** Opening Excerpt provided block **

In the ongoing fight against drug addiction, researchers from the University of Pennsylvania’s School of Nursing and Perelman School of Medicine have discovered a unique application for an FDA-approved drug currently used for obese patients and type 2 diabetics: treatment for cocaine dependence.
The drug, trade name Byetta, derives from a naturally occurring hormone called glucagon-like peptide-1, or GLP-1, which regulates feeding behavior. Knowing what they did about GLP-1, Matthew Hayes and Heath Schmidt, of Nursing and of Psychiatry, and Bart De Jonghe, of Nursing, turned to it as a possible treatment for cocaine addicts.
Previously, Hayes, whose primary appointment is at the Perelman School of Medicine, had completed a GLP-1 study comparing consumption of palatable food to normal chow: as Schmidt put it, a burger and fries versus a salad. Activation of GLP-1 receptors in a specific part of the brain, according to this work, reduced intake of that burger meal but did nothing, good or bad, to salad consumption. Additionally, previous literature showed an overlap between the neural circuits that influence feeding and drug taking.
With this groundwork laid, the researchers formulated a straightforward hypothesis. “If GLP-1 regulates intake of palatable food, then perhaps it also regulates consumption of cocaine,” Schmidt said. “That was it in a nutshell.”
The hypothesis turned out to be true. In a two-and-a-half year study of rats, the trio showed that when they activated GLP-1 receptors in the region of the brain that deals with reward behavior, called the ventral tegmental area, or VTA, the animals self-administered less cocaine. It’s the first time such a role has been shown for GLP-1 in the brain.
Physiologically, GLP-1 acts similarly in rat brains and human brains. Rather than injecting cocaine, the scientists modeled the way a human would take the drug by offering the study rats a lever to press for intravenous infusions. Once the animals stabilized in their drug-taking regimen, the researchers introduced the GLP-1 receptor agonist directly into the brain.
“We’re looking at what activation of GLP-1 receptors in the VTA does to the animal’s self-administration of cocaine,” Schmidt said. “We were able to show a nice decrease in cocaine self-administration.”
Though no human trials have been completed, something Schmidt acknowledges is still several steps away, there’s one fewer barrier because of the drug’s FDA approval. Clinicians have likely already heard of it, and those with a particular patient population have potentially already prescribed it. The drug, whose side effects are known, has already been proven safe for human use.
Getting to human clinical trials would go a long way toward meeting a long-term goal for Schmidt, who is lead author on a new paper detailing these findings in the Nature journal Neuropsychopharmacology. “Our interest is really to understand how chronic exposure to drugs of abuse changes the brain to produce addiction-like behaviors,” said Schmidt, who has also authored another similiar paper, about nicotine and a potential smoking-cessation medication.
To move forward the GLP-1 project specifically, Schmidt said the team plans to next focus on the pathway it follows in the brain.
“That gets into a systems neuroscience approach, into the circuitry underlying the behavior,” he said. “It’s really provocative…. We talk about the VTA and the reward circuit that drives cocaine taking. But there’s also this pathway that cocaine is activating that’s functioning as a ‘brake’ to try and stop or reduce the behavior.”
There are more pieces of the puzzle to solve. But, if this research continues to progress successfully, those working to treat cocaine addiction may soon have another option in their toolkit.

** Closing Excerpt provided block **
** Opening Supplied records block **

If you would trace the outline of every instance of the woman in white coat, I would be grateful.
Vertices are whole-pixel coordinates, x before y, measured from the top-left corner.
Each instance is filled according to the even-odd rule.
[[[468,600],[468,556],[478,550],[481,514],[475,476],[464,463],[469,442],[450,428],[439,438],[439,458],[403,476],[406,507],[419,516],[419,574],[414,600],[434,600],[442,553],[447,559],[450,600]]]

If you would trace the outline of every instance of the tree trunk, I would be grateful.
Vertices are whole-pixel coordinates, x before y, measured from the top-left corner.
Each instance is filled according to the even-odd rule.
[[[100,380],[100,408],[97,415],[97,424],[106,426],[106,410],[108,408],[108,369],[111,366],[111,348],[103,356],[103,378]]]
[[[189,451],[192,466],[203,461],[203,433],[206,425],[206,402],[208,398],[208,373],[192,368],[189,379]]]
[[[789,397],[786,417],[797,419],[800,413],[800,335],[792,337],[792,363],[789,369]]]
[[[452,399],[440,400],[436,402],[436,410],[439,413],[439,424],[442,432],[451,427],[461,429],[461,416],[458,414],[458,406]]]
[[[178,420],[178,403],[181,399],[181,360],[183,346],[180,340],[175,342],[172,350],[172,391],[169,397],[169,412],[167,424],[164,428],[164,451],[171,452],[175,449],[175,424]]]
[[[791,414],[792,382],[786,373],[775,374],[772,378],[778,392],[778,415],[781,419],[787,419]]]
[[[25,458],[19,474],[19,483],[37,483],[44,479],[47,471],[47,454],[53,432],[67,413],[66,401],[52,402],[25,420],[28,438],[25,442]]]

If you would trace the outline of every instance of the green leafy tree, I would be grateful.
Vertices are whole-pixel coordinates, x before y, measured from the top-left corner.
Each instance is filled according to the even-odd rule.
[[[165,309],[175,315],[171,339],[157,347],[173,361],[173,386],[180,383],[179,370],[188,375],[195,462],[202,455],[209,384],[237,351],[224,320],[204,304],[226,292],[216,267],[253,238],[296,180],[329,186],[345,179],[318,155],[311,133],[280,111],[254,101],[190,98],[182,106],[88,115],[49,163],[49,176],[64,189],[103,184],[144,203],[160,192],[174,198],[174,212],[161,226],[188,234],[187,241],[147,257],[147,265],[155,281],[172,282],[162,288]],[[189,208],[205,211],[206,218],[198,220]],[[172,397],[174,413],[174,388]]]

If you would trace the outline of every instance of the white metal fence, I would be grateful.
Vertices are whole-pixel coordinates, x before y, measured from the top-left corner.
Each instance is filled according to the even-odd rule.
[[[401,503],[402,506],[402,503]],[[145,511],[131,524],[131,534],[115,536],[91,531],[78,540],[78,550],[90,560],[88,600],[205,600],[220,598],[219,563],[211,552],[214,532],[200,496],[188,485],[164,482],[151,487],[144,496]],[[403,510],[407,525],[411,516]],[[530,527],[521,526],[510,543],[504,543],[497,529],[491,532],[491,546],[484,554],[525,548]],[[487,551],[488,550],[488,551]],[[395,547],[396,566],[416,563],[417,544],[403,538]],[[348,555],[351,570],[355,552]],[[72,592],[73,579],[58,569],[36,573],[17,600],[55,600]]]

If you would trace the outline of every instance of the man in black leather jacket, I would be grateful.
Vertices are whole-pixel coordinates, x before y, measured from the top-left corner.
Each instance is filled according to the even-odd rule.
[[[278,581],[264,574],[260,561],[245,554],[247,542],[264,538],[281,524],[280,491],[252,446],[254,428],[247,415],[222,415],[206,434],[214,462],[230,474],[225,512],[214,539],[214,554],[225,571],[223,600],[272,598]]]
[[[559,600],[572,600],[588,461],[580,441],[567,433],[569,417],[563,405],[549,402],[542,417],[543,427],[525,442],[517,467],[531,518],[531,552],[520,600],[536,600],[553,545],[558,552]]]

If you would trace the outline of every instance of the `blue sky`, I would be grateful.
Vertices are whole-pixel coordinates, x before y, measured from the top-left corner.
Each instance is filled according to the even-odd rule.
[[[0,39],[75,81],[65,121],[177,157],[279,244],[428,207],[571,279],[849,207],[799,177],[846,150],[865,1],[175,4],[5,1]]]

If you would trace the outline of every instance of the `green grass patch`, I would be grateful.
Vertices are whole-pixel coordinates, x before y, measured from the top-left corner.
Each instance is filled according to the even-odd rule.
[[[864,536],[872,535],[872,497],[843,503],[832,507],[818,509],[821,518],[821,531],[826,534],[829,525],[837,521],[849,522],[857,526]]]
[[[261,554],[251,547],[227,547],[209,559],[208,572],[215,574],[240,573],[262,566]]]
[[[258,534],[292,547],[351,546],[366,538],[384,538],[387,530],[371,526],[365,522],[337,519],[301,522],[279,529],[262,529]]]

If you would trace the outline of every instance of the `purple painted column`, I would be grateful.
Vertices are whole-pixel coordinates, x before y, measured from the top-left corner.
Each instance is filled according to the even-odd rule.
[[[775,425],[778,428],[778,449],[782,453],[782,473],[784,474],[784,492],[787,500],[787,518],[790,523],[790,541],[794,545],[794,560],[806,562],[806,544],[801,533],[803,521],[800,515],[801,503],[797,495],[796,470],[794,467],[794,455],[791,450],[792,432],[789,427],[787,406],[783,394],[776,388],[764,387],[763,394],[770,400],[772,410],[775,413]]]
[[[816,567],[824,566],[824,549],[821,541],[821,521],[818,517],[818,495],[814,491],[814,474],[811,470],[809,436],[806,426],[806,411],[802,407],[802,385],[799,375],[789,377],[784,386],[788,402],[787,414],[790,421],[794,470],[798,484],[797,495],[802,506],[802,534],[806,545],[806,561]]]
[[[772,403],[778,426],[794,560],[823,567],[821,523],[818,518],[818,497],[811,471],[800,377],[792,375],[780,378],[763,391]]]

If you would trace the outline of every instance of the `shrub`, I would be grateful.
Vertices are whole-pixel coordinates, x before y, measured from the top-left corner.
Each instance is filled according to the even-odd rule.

** Closing Supplied records block **

_The problem_: Decide whether each statement agrees with the article on GLP-1 and cocaine dependence, answering yes or no and quoting the deciding words of the article. (a) The researchers injected cocaine into the rats. (b) In Hayes's earlier study, activating GLP-1 receptors had no effect on salad consumption. (c) Human trials of the drug for cocaine dependence have been completed. The rows are not needed for this work.

_Result_:
(a) No: "Rather than injecting cocaine, the scientists modeled the way a human would take the drug by offering the study rats a lever to press for intravenous infusions."
(b) Yes: "reduced intake of that burger meal but did nothing, good or bad, to salad consumption."
(c) No: "Though no human trials have been completed"